PROBLEM — Can you write out the data below again, changing "straight edges" to "straight segments" and keeping everything else the same?

[Labeling and segmentation data]

────────────────────────────────────────

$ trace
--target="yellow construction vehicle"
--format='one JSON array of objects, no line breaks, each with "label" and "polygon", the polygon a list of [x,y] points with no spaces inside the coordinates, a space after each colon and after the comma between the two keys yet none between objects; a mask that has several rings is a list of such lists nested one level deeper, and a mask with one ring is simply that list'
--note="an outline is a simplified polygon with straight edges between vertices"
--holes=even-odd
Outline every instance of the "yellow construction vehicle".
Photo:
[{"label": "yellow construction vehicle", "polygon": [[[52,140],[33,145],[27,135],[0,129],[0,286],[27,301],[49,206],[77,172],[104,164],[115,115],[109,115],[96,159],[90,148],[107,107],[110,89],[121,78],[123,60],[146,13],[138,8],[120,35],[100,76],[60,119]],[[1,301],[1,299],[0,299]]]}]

────────────────────────────────────────

WRITTEN RESPONSE —
$ trace
--target="yellow construction vehicle"
--format='one JSON array of objects, no line breaks, each with "label" and "polygon", the polygon a list of [x,y] points with no spaces inside the coordinates, a space after each colon and after the comma between the two keys yet none between objects; a mask that has several rings is a list of such lists nested one level deeper, and a mask with one ring is simply that list'
--note="an outline is a simplified polygon with straight segments between vertices"
--holes=even-odd
Outline every instance of the "yellow construction vehicle".
Photo:
[{"label": "yellow construction vehicle", "polygon": [[[52,140],[33,145],[27,135],[0,129],[0,286],[27,301],[49,206],[77,172],[104,164],[115,115],[109,115],[96,159],[90,148],[107,107],[110,89],[121,78],[123,60],[146,13],[138,8],[120,35],[100,76],[60,119]],[[1,301],[1,299],[0,299]]]}]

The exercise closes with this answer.